→ **ACTIVITIES**
(A) Please write out the Extreme 40 passage from "The new Class" up to and including "over 4 years).".
(B) In the Extreme 40 passage, what range is given for a typical full budget for a competitive year-long campaign?

→ **READING PASSAGE**
Turner confirmed, “We are committed to maintaining the highest sporting integrity, as we have done since 2007. Recently taking control of the Extreme 40 Class from the creators, TornadoSport, has allowed us to also develop the rules of both event and boats in unison, to ensure a more equal chance to win, and also drive down many of the costs for the teams. We’ve limited sails (and dropped the price), decreased support costs with a central Tech Zone and team, and are managing all shipping logistics centrally as well as a host of other detail changes that all affect both return on investment for team sponsors, and ensure sporting equality regardless of budget size.”
The new Class rules are published this week. A typical full budget for a competitive year long campaign will range between 450k and 650k Euros, plus a boat at c.100k Euros per year (charter or depreciated purchased cost over 4 years).

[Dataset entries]
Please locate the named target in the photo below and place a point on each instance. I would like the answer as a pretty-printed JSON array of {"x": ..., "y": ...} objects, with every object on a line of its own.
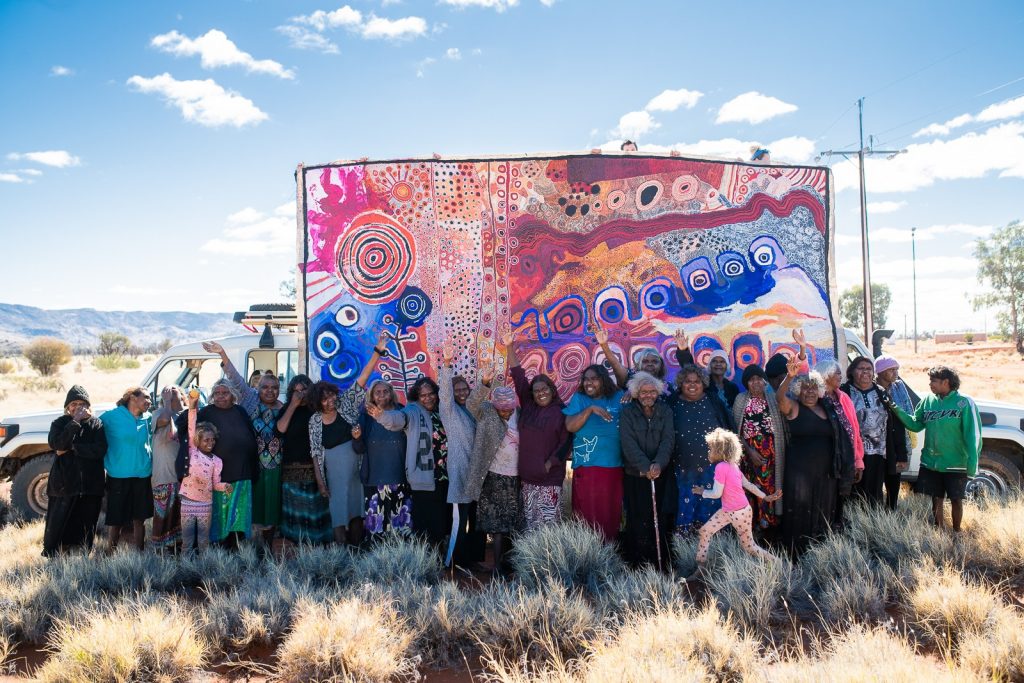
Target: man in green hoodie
[{"x": 952, "y": 441}]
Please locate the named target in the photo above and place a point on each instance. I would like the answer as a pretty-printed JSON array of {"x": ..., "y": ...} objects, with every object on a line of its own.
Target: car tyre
[{"x": 28, "y": 488}]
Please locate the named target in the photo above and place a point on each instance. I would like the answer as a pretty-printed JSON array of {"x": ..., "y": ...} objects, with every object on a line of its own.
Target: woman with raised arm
[
  {"x": 695, "y": 413},
  {"x": 388, "y": 501},
  {"x": 305, "y": 516},
  {"x": 426, "y": 459},
  {"x": 544, "y": 444},
  {"x": 460, "y": 425},
  {"x": 592, "y": 417},
  {"x": 334, "y": 424},
  {"x": 263, "y": 409},
  {"x": 762, "y": 435},
  {"x": 818, "y": 463},
  {"x": 718, "y": 366},
  {"x": 494, "y": 474}
]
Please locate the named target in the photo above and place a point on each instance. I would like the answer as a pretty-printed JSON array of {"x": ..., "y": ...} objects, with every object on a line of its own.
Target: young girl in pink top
[
  {"x": 724, "y": 449},
  {"x": 203, "y": 478}
]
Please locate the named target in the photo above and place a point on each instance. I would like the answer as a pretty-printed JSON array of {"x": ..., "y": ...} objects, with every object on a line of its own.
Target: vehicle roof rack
[{"x": 275, "y": 314}]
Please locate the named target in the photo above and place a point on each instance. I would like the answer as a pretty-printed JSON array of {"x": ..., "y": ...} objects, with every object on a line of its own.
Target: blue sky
[{"x": 146, "y": 150}]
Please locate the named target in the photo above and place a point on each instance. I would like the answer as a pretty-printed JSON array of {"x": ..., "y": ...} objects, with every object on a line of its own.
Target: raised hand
[
  {"x": 213, "y": 347},
  {"x": 486, "y": 374},
  {"x": 681, "y": 340}
]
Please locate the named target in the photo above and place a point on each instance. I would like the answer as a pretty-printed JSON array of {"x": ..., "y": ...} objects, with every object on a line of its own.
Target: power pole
[{"x": 861, "y": 154}]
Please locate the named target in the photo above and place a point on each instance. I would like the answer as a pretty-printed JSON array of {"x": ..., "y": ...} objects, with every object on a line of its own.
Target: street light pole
[
  {"x": 862, "y": 153},
  {"x": 913, "y": 260}
]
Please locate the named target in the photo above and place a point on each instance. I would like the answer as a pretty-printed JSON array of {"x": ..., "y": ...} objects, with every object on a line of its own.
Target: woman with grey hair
[
  {"x": 695, "y": 413},
  {"x": 232, "y": 512},
  {"x": 647, "y": 435},
  {"x": 819, "y": 459}
]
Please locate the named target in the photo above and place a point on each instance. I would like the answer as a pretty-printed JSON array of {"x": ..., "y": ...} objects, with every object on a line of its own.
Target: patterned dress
[{"x": 758, "y": 432}]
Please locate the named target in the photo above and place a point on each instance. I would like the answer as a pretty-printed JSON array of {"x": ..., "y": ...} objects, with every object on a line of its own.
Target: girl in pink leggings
[{"x": 724, "y": 449}]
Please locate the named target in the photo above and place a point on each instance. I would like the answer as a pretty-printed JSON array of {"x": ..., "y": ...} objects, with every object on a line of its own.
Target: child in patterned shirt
[{"x": 203, "y": 478}]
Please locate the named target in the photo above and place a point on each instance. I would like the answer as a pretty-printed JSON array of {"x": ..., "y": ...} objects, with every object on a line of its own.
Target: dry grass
[
  {"x": 130, "y": 642},
  {"x": 348, "y": 640}
]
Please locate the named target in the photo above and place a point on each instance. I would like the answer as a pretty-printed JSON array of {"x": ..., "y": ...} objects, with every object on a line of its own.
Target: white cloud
[
  {"x": 306, "y": 31},
  {"x": 753, "y": 108},
  {"x": 55, "y": 158},
  {"x": 635, "y": 124},
  {"x": 421, "y": 67},
  {"x": 253, "y": 232},
  {"x": 1010, "y": 109},
  {"x": 303, "y": 39},
  {"x": 973, "y": 155},
  {"x": 884, "y": 207},
  {"x": 320, "y": 19},
  {"x": 670, "y": 100},
  {"x": 406, "y": 28},
  {"x": 216, "y": 49},
  {"x": 499, "y": 5},
  {"x": 202, "y": 101}
]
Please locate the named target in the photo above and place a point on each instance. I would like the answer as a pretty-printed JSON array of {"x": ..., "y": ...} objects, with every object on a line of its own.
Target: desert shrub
[
  {"x": 997, "y": 653},
  {"x": 348, "y": 640},
  {"x": 321, "y": 563},
  {"x": 859, "y": 654},
  {"x": 668, "y": 645},
  {"x": 512, "y": 621},
  {"x": 46, "y": 354},
  {"x": 994, "y": 532},
  {"x": 396, "y": 558},
  {"x": 112, "y": 364},
  {"x": 571, "y": 554},
  {"x": 847, "y": 585},
  {"x": 639, "y": 592},
  {"x": 128, "y": 642},
  {"x": 946, "y": 608},
  {"x": 757, "y": 593}
]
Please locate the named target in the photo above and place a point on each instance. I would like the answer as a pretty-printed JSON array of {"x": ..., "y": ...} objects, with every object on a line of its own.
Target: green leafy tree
[
  {"x": 1000, "y": 269},
  {"x": 851, "y": 305},
  {"x": 46, "y": 354},
  {"x": 112, "y": 343}
]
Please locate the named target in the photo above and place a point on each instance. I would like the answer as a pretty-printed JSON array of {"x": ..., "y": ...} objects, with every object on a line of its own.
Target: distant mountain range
[{"x": 81, "y": 327}]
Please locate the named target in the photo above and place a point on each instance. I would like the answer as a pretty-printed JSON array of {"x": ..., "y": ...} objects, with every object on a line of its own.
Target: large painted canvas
[{"x": 461, "y": 250}]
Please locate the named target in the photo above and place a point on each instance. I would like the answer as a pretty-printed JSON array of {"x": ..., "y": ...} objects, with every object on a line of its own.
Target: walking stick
[{"x": 657, "y": 530}]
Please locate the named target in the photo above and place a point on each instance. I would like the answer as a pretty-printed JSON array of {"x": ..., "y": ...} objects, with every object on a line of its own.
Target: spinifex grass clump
[
  {"x": 570, "y": 554},
  {"x": 132, "y": 641},
  {"x": 347, "y": 640}
]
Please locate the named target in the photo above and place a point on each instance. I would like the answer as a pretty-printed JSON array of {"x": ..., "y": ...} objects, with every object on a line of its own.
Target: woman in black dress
[{"x": 818, "y": 463}]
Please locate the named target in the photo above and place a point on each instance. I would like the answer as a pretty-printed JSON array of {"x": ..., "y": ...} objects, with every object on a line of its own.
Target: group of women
[{"x": 457, "y": 464}]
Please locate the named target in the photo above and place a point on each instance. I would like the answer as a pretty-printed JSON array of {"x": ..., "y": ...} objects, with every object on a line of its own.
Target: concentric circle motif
[
  {"x": 347, "y": 316},
  {"x": 569, "y": 360},
  {"x": 685, "y": 187},
  {"x": 616, "y": 199},
  {"x": 413, "y": 307},
  {"x": 327, "y": 344},
  {"x": 376, "y": 257}
]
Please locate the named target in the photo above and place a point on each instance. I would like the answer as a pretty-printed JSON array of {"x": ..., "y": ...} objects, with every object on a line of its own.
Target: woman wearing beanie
[
  {"x": 76, "y": 484},
  {"x": 494, "y": 469},
  {"x": 763, "y": 437}
]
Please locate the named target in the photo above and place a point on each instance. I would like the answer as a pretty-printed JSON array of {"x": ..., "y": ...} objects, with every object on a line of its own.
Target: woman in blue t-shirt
[{"x": 592, "y": 418}]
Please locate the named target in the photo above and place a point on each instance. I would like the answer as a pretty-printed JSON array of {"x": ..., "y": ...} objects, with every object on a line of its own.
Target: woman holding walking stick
[{"x": 647, "y": 439}]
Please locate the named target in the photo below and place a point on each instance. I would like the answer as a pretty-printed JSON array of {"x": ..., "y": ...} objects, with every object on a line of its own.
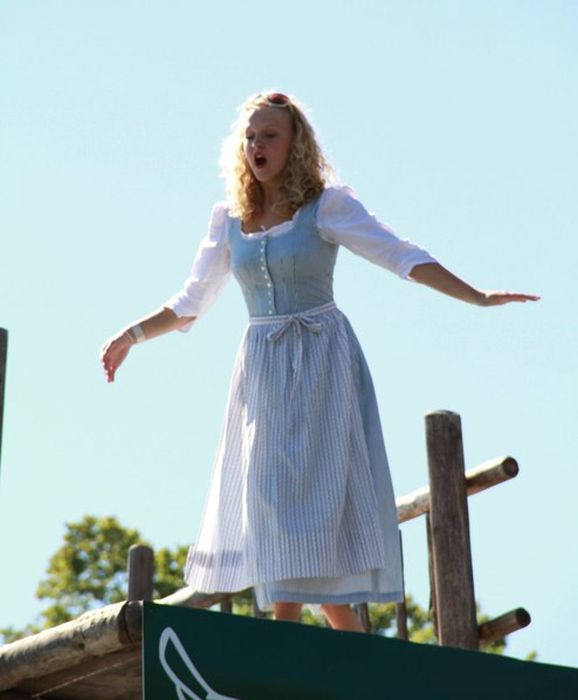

→ **RESPONSES IN ORDER**
(A)
The new Class rules are published this week. A typical full budget for a competitive year long campaign will range between 450k and 650k Euros, plus a boat at c.100k Euros per year (charter or depreciated purchased cost over 4 years).

(B) Between 450k and 650k Euros, plus a boat at about 100k Euros per year.